[[ The records open ]]

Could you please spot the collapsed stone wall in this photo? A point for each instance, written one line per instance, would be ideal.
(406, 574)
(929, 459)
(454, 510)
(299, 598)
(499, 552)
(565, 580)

[[ The records closed ]]

# Exercise goal
Each line in the records above must be returned exactly as it stands.

# Exercise response
Could you please spot the collapsed stone wall in this photo? A point for each instance, written one line per instance, would be ideal.
(406, 574)
(929, 459)
(454, 510)
(299, 598)
(499, 552)
(565, 580)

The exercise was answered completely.